WHAT YOU NEED TO DO: Would you give the records below again, exactly and completely?

Referring expression data:
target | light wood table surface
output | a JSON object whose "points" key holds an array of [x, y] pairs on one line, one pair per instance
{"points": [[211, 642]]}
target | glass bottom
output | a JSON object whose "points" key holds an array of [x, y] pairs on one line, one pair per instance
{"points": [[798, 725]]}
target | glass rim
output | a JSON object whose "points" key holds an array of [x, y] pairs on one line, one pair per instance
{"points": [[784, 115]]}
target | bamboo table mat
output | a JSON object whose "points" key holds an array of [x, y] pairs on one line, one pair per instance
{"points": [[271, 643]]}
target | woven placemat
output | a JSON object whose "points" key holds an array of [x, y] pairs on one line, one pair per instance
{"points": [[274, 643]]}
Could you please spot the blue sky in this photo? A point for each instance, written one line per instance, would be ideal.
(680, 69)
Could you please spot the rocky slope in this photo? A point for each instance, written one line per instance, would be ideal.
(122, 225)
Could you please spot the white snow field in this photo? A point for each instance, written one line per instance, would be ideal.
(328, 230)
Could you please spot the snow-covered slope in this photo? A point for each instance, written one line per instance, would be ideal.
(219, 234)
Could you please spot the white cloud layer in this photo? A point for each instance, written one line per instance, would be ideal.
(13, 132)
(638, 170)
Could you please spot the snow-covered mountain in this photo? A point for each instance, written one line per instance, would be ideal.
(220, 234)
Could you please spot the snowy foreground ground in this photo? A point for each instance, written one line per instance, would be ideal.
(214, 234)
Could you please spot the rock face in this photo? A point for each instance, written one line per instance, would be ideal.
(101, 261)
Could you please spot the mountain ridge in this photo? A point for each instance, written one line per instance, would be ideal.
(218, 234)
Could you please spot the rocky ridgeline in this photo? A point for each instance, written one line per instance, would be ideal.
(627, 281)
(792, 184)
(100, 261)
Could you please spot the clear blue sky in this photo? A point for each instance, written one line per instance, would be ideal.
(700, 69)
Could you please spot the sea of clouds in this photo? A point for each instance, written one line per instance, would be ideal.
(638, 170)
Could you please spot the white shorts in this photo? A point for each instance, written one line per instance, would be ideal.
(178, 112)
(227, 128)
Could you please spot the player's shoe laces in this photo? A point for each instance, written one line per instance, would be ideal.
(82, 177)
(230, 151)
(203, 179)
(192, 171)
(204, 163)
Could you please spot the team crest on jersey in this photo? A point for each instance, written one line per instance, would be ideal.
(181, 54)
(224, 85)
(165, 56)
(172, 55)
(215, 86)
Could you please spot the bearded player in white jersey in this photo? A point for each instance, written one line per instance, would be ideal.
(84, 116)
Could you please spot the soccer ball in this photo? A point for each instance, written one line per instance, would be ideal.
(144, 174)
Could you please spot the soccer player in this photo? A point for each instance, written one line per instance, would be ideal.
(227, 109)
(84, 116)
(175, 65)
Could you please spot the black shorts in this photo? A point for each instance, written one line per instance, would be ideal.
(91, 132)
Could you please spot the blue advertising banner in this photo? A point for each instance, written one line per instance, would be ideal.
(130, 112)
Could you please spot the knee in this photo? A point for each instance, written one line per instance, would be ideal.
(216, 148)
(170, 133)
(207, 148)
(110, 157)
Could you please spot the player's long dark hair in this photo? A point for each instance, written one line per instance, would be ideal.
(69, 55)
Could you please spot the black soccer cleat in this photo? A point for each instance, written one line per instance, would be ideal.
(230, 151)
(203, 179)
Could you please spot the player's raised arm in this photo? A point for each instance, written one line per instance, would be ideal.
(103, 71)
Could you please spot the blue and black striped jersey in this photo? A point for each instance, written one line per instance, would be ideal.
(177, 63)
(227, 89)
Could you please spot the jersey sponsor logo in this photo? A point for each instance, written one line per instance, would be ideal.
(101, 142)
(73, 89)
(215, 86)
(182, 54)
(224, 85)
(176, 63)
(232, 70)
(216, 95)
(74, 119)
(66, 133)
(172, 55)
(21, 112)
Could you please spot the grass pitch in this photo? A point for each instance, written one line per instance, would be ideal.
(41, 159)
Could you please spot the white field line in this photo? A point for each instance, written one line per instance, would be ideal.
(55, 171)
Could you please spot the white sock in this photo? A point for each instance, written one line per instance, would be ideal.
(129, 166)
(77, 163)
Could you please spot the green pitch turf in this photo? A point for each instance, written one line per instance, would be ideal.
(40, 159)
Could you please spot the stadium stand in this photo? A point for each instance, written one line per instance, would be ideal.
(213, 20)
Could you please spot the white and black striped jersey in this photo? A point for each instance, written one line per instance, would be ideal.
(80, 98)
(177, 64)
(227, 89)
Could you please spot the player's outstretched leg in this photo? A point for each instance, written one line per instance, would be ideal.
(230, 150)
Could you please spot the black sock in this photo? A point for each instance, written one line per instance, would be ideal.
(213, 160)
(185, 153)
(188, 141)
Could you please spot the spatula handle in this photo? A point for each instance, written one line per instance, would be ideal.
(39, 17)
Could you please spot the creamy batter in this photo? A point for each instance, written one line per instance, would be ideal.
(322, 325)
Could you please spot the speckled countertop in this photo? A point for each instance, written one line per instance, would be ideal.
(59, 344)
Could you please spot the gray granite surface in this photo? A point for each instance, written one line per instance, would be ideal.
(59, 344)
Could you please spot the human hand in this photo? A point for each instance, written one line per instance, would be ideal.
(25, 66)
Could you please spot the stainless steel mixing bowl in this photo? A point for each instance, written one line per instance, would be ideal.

RESULT OF THIS TASK:
target | light wood table surface
output | a JSON object whose "points" key holds an array of [x, y] pairs on one line, one pair per instance
{"points": [[211, 642]]}
target | glass bottom
output | a JSON object whose "points" key holds an array of [x, y] pairs on one line, one pair per instance
{"points": [[798, 725]]}
target | glass rim
output | a JSON object whose "points" key holds an array of [x, y] pairs on one line, one pair per instance
{"points": [[784, 115]]}
target | bamboo table mat
output | a JSON object whose "points" key holds an array of [x, y] pairs on one line, one pair per instance
{"points": [[271, 643]]}
target | woven placemat
output | a JSON object whose "points" key holds an array of [x, y] pairs on one line, one pair per instance
{"points": [[274, 643]]}
Could you please spot the blue sky in this photo? A point for each instance, written one line per instance, would be ideal.
(680, 69)
Could you please spot the rocky slope in this photo? A point for each instance, written one line per instance, would be ideal.
(122, 225)
Could you please spot the white snow field in this photo? A point for each instance, written one line per instance, would be ideal.
(328, 230)
Could you please spot the snow-covered slope in this photo? A point for each instance, written one line per instance, would be ideal.
(219, 234)
Could you please spot the white cloud layer in this photo? A point for each instance, written one line per instance, would be ideal.
(13, 132)
(638, 170)
Could you please spot the snow-covered mountain in this photo? A point for each instance, written one line per instance, would be ideal.
(220, 234)
Could you please spot the snowy foreground ground in this photo? A point for each instance, written one line per instance, would be ideal.
(214, 234)
Could you please spot the rock face in this photo? A point for each instance, written one line per instance, would be ideal.
(101, 261)
Could you please spot the mountain ridge in this photo? A point for each instance, written one line per instance, would be ideal.
(218, 234)
Could you please spot the rocky ridgeline in this photo? A point for each instance, written one line per instance, would be ideal.
(627, 281)
(792, 184)
(100, 261)
Could you please spot the clear blue sky in this photo? A point for each instance, written one line per instance, would be ideal.
(700, 69)
Could you please spot the sea of clouds in this photo? A point for each instance, written one line per instance, would be ideal.
(638, 170)
Could you please spot the white shorts in this photo? A point for each instance, written one line per instance, would be ideal.
(178, 112)
(227, 128)
Could you please spot the player's shoe laces in this photo? A point for each instance, written one line per instance, would be ideal.
(82, 177)
(230, 151)
(203, 179)
(192, 171)
(204, 163)
Could you please spot the team crest on jersey in this photo? A point for each instance, written one line per instance, would be ideal.
(181, 54)
(224, 85)
(165, 56)
(172, 55)
(215, 86)
Could you please spot the bearded player in white jersey in this photo? A point for each instance, written one line per instance, would be ideal.
(84, 116)
Could you please spot the soccer ball in this photo? A point for each instance, written one line per instance, would be ideal.
(144, 174)
Could you please spot the soccer player in this photo? A point for each instance, written one line per instance, would be ideal.
(227, 109)
(84, 116)
(175, 65)
Could you please spot the black shorts in this photo? A point for each instance, written one line per instance, would be ideal.
(91, 132)
Could you please spot the blue advertising banner in this photo? A point for each instance, written one line per instance, would be ideal.
(130, 112)
Could you please spot the knee in this photo? A point for each instance, written one line per instance, would be ideal.
(216, 148)
(170, 133)
(207, 148)
(110, 157)
Could you please spot the player's long dark hair in this photo? A point for each instance, written one line per instance, would be ideal.
(69, 55)
Could you please spot the black soccer cleat in this photo? A point for each instance, written one line per instance, would be ideal.
(230, 151)
(203, 179)
Could you please spot the player's raised arm in this photo? A point for each instance, written one line per instance, would be ideal.
(103, 71)
Could you please spot the blue and black striped jersey in this photo? A point for each instance, written one line per instance, would be ideal.
(177, 63)
(227, 89)
Could you please spot the jersey sponsor logo in this photo? A point for each instance, written one line per instance, would be ideal.
(101, 142)
(73, 89)
(215, 86)
(182, 54)
(224, 85)
(176, 63)
(232, 70)
(216, 95)
(74, 119)
(66, 133)
(172, 55)
(21, 112)
Could you please spot the grass pitch in this photo? A point for each instance, written one line per instance, would be ideal.
(41, 159)
Could you please spot the white field line in this photo? A point for each instance, written one line per instance, would be ideal.
(55, 171)
Could you please spot the white sock in this photo? A point for each instance, written one line per instance, would be ideal.
(129, 166)
(77, 163)
Could you please spot the green pitch turf in this photo? A point for each instance, written one line per instance, would be ideal.
(40, 159)
Could you please spot the stadium stand in this photo? A point for each instance, written one line per instance, would be ideal.
(213, 20)
Could you please spot the white and black striped jersey in this photo? A point for each instance, written one line per instance, would be ideal.
(80, 98)
(177, 64)
(227, 89)
Could you please spot the player's outstretched leg in this photo? A point for each instance, written one line per instance, would be ideal.
(230, 150)
Could you please spot the black sock in this photo? A point for each instance, written one line per instance, would be ideal.
(213, 160)
(185, 153)
(188, 141)
Could you please spot the spatula handle in this photo? A point for each instance, written one line per instance, would be ideal.
(39, 17)
Could you please spot the creamy batter in this photo? A point for each instance, written one line per instance, would be ideal.
(322, 325)
Could you please spot the speckled countertop in this photo? A point for each instance, written one line per instance, would be ideal.
(59, 344)
Could you please spot the gray granite surface in this photo? A point for each instance, written one line per instance, would be ideal.
(59, 344)
Could you please spot the human hand in this photo? A point for each instance, written one line per instance, would be ideal.
(25, 66)
Could you please spot the stainless steel mixing bowl in this photo? A point for each instance, written one line per instance, would be ideal.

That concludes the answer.